• _Directions for this task_: Please answer from the swinging text: what do most swingers' clubs let women do that they typically do not let men do?

Swinging, or “the lifestyle,” is defined as social sex between consenting adults — usually heterosexual couples who swap with others. But before you pack up your condoms and head to the nearest swingers’ club, there are a few things you need to know first.
To start, although most swingers’ clubs allow women in without a partner, that is not typically the case for men. And if there is a “single men allowed” night, you can bet you’re ass that you’ll be surrounded by a hell of a lot more men than women. So if you’re in a relationship with an “up for anything” kind of girl, read on. If not, then better luck next time, dude.
Nowadays, there are a bunch of nightclubs in which couples who enjoy the lifestyle head to on the week-ends.
Although this location provides a great “getting to know you” environment, it is not, where the swingers swing. There are different premises for the sex (someone’s home, a camping ground, etc.).
Although certain elite clubs specify that you have to be invited by someone from the club to get in, most swingers’ associations don’t discriminate, and will welcome you with open legs, so don’t fret.
how can you get in?
To begin, I strongly recommend that you do this with a woman with whom you’re seriously involved. When guys show up with “a ticket” (a woman, whether it be an escort, a buddy, or a nympho, who does you the favor of getting you in the door), the community doesn’t like that very much.
As well, make sure that your woman is comfortable with the idea. Of course, the biggest selling point is the fact that neither of you has to do anything with anyone else. A few more reasons why she might like the idea of swinging include:
- You can recreate that feeling you had when you first met, where both of you are excited and anxious.
- You will appreciate her more when you notice that other men and women desire her as much as you do.

• _Supplied data_:
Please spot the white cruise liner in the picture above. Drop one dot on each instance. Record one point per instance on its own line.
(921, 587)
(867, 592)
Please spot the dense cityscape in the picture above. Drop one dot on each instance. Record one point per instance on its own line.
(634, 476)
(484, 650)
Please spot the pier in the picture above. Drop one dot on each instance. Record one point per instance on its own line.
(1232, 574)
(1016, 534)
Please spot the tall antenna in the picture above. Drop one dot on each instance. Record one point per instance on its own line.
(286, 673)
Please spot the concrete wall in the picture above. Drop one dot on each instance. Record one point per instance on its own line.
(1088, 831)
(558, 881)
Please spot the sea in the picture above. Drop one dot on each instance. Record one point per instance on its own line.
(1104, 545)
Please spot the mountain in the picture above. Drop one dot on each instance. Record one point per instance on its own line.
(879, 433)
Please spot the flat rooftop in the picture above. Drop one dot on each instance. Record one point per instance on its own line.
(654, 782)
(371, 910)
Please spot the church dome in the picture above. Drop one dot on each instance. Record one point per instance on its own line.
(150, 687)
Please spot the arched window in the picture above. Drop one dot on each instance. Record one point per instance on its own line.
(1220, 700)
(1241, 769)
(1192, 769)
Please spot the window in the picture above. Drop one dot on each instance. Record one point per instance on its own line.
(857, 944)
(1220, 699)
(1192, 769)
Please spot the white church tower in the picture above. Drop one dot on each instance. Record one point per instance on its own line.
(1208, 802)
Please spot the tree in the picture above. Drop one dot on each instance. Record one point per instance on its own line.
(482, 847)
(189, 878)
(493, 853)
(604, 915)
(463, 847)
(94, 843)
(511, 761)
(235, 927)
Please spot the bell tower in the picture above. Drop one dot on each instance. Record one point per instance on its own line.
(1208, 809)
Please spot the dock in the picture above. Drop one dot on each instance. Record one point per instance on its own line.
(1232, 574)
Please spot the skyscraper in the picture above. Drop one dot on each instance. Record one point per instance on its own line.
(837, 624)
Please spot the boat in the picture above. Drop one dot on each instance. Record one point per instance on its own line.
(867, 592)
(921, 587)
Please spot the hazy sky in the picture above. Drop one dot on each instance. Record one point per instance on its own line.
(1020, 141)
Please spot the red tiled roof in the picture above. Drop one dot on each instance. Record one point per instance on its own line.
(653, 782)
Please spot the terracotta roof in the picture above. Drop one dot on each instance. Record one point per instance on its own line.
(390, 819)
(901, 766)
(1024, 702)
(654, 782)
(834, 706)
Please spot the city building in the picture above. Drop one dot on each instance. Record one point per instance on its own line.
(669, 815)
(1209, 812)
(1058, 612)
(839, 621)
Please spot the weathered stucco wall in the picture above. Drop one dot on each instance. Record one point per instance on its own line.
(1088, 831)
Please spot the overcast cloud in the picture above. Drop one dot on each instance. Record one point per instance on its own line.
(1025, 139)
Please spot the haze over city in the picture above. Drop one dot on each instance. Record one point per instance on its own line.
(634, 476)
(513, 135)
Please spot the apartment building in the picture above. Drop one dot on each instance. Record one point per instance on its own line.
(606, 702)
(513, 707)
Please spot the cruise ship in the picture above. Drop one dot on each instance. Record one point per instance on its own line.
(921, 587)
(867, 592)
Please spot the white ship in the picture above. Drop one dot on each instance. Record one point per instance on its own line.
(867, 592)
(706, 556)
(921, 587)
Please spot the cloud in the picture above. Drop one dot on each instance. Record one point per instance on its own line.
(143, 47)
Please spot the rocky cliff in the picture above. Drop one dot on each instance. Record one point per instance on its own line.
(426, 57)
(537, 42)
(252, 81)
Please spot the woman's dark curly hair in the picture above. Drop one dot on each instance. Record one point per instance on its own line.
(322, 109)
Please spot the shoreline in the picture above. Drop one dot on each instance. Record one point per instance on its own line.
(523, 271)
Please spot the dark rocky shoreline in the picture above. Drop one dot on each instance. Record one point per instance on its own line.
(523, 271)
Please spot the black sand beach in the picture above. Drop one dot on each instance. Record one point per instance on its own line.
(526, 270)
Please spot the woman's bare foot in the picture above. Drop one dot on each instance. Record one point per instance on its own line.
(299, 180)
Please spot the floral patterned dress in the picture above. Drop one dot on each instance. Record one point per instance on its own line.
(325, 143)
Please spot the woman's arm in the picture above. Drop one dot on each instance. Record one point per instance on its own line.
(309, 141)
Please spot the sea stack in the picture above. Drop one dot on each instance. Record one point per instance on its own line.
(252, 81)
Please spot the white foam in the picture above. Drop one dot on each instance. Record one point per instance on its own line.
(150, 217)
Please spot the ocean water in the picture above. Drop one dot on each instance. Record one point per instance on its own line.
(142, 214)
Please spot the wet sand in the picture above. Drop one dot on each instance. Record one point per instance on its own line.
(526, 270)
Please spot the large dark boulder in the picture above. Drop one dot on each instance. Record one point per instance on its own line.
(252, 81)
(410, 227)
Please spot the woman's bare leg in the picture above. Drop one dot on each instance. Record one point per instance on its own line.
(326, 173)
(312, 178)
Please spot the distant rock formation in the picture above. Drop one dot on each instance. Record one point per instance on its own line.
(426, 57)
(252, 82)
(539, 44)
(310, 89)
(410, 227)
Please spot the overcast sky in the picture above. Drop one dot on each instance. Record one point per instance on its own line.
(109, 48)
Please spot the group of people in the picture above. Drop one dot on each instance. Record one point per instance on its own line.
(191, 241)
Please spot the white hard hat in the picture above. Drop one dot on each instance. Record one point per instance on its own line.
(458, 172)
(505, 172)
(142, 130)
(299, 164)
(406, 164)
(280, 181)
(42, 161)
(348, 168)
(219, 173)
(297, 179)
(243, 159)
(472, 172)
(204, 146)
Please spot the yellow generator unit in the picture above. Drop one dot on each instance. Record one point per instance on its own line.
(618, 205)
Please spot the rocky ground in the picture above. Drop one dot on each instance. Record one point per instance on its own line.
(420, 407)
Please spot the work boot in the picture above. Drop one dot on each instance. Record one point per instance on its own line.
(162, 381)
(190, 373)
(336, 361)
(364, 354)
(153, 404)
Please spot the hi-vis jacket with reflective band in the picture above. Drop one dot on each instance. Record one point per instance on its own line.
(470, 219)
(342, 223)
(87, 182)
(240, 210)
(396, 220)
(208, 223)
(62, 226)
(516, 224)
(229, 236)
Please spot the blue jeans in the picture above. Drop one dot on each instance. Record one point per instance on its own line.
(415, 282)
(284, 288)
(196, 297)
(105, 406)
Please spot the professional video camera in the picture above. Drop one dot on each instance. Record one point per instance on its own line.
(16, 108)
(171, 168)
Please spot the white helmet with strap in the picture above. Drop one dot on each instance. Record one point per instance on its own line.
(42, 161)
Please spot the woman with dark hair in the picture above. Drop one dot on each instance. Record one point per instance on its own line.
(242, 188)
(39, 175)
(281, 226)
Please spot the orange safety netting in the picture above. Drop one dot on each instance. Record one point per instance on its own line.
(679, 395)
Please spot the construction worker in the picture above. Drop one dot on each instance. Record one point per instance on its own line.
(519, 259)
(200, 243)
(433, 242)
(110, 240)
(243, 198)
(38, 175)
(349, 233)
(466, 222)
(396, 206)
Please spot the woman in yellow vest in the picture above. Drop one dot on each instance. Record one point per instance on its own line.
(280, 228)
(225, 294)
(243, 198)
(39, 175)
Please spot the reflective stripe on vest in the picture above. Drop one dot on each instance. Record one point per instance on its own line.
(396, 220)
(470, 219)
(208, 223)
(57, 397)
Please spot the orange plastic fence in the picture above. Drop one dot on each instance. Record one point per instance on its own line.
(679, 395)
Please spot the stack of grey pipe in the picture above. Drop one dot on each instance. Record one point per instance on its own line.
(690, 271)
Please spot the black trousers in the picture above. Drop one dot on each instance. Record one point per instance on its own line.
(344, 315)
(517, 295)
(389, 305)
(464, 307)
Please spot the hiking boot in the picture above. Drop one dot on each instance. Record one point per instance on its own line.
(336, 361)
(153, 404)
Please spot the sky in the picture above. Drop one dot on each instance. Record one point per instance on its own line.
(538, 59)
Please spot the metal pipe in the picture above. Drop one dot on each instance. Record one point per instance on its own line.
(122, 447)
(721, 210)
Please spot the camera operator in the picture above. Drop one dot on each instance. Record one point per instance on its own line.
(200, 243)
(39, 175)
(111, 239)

• _Full response_: Most swingers' clubs let women in without a partner, but that is not typically the case for men.